Point-based annotation data.
[start]

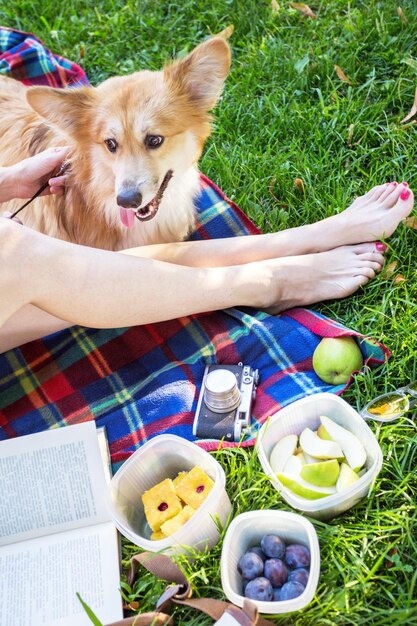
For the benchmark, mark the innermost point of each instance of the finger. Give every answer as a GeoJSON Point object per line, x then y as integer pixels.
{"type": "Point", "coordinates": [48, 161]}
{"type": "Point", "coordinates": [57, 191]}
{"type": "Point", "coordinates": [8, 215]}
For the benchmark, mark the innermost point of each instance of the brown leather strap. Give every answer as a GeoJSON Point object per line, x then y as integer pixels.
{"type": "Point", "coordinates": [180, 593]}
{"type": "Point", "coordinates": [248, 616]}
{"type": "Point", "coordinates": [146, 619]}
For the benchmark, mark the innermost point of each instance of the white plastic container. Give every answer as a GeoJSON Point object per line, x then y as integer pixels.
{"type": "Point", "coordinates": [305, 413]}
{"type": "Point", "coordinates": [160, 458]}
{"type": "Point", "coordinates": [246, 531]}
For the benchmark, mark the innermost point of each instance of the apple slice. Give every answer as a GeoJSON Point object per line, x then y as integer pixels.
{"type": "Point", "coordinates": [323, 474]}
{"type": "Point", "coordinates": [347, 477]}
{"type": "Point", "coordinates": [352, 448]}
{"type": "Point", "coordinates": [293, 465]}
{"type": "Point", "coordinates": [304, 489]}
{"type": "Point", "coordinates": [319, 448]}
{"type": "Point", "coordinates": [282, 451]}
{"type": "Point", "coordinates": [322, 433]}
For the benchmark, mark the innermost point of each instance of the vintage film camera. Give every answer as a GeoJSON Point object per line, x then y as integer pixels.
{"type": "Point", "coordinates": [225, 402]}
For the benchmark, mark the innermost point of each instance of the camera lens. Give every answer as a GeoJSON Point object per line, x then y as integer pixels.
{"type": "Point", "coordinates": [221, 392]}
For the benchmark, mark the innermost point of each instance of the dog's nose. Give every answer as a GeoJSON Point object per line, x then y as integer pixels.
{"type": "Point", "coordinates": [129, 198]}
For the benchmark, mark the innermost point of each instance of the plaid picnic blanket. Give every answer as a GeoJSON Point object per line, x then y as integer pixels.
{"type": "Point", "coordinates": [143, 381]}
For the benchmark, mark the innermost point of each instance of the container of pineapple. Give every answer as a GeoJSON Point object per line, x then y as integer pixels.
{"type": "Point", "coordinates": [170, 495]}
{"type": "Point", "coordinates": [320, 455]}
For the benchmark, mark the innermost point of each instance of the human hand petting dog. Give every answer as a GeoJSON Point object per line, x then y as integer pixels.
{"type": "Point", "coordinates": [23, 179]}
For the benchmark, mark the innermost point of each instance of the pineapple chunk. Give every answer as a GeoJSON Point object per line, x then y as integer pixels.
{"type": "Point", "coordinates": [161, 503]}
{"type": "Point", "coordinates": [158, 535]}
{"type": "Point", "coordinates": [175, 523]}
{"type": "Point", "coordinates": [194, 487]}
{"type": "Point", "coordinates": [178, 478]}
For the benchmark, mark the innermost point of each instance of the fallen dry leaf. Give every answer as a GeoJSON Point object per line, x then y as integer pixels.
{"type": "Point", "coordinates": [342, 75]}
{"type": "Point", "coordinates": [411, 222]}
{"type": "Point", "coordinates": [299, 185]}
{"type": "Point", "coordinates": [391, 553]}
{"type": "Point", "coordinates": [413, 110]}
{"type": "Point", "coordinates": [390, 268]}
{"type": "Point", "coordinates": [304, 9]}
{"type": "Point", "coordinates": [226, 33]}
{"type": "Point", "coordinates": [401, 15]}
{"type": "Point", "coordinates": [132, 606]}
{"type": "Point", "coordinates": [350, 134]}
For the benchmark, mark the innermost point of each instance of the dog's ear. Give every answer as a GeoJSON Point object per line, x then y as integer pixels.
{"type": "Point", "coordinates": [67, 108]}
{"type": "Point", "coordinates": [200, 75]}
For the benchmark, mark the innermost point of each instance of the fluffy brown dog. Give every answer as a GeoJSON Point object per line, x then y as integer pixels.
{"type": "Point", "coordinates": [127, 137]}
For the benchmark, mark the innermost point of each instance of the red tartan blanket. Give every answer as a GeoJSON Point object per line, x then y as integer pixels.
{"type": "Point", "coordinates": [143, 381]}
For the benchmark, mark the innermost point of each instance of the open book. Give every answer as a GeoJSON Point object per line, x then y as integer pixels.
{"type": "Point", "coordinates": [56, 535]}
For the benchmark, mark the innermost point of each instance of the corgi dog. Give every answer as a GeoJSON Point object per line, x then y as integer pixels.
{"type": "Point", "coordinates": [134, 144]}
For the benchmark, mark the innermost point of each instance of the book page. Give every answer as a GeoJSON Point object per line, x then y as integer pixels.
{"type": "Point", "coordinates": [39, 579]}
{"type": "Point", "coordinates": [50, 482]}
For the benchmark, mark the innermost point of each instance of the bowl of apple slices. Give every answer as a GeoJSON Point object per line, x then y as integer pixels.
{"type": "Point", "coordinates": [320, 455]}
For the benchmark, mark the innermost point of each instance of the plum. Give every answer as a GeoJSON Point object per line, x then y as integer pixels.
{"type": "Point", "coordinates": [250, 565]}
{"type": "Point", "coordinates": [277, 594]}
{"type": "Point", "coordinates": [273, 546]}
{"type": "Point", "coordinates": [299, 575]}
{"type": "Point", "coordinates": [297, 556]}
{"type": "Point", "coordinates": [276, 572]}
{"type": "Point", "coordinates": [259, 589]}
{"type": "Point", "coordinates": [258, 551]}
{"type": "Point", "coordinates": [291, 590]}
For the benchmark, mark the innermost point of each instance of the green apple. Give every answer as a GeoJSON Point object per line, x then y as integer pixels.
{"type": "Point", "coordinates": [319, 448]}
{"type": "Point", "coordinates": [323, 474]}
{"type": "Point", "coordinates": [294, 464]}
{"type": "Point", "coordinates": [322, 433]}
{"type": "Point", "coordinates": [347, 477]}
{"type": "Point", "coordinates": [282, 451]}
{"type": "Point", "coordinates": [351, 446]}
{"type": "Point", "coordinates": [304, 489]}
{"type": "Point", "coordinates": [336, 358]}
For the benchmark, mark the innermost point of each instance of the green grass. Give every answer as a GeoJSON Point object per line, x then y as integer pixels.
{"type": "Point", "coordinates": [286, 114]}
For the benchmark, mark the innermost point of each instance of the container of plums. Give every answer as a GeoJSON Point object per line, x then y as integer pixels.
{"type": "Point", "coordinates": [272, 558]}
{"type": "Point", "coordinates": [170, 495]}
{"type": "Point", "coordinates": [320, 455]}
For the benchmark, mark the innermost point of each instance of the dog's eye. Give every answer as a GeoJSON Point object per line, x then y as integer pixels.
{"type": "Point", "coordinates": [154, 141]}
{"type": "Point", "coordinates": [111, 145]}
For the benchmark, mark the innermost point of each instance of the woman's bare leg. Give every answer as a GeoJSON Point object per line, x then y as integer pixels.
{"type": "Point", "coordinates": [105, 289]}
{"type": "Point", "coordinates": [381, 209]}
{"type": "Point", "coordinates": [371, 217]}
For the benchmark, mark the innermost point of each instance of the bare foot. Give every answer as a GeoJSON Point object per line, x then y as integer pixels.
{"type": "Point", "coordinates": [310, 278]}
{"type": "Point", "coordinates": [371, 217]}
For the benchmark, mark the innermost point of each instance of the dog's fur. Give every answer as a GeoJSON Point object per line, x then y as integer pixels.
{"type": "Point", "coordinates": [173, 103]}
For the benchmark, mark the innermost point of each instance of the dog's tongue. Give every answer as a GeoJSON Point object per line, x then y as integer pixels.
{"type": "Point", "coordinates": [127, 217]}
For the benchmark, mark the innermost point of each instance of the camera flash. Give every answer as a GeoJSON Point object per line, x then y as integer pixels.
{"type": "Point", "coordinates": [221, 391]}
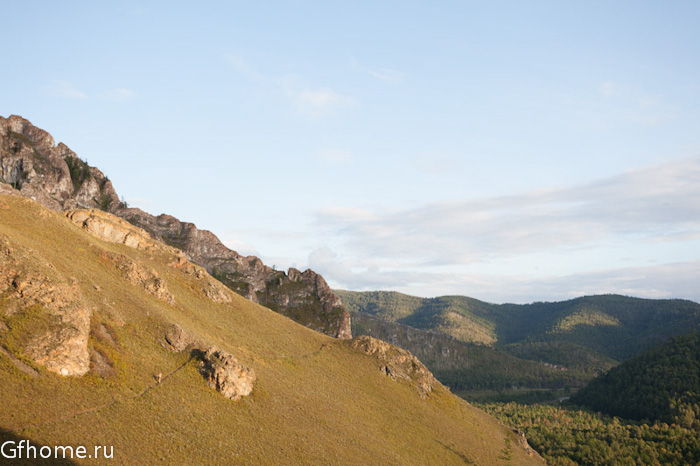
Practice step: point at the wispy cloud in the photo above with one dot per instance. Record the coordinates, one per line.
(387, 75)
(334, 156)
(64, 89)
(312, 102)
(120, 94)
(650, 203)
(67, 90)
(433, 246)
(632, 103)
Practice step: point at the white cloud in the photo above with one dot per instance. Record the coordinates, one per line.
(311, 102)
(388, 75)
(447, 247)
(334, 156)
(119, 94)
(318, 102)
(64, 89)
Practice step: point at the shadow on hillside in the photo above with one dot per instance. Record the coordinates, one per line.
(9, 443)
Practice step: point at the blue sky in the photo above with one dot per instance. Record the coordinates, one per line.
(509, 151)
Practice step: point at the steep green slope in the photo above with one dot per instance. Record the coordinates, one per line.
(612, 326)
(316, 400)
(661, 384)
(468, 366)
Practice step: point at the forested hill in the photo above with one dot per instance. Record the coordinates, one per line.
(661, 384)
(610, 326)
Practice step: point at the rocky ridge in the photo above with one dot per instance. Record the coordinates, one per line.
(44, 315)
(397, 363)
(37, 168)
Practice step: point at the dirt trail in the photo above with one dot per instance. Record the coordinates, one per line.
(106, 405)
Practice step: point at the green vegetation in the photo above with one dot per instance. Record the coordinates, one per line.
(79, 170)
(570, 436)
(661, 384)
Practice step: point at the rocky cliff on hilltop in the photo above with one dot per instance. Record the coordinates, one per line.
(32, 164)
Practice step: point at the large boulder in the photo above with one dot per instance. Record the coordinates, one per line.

[end]

From the line holding "Practice step: point at the rocky ridge" to the last line of the records, quote each line exactly and add nothing.

Problem solution.
Practice step: point at the rocky ridge in the photo above with one dot per instance. Record the coordinates, one per line.
(44, 315)
(397, 363)
(37, 168)
Practice step: point at the dirt trail in the photo above with one dot per instance. Record the coordinates, one per line.
(106, 405)
Practice step: point at the green vegetation in the photo above with one dot per instance. Record the coordinates, one per line.
(79, 170)
(570, 436)
(661, 384)
Practice step: point at the rocky cliff on hilltop in the photo above with one dot per instance. Record the coordinates, one per line.
(32, 164)
Practice step: point at the large boulder in the photo above with one dot per instance. Record the coordinates, one per line.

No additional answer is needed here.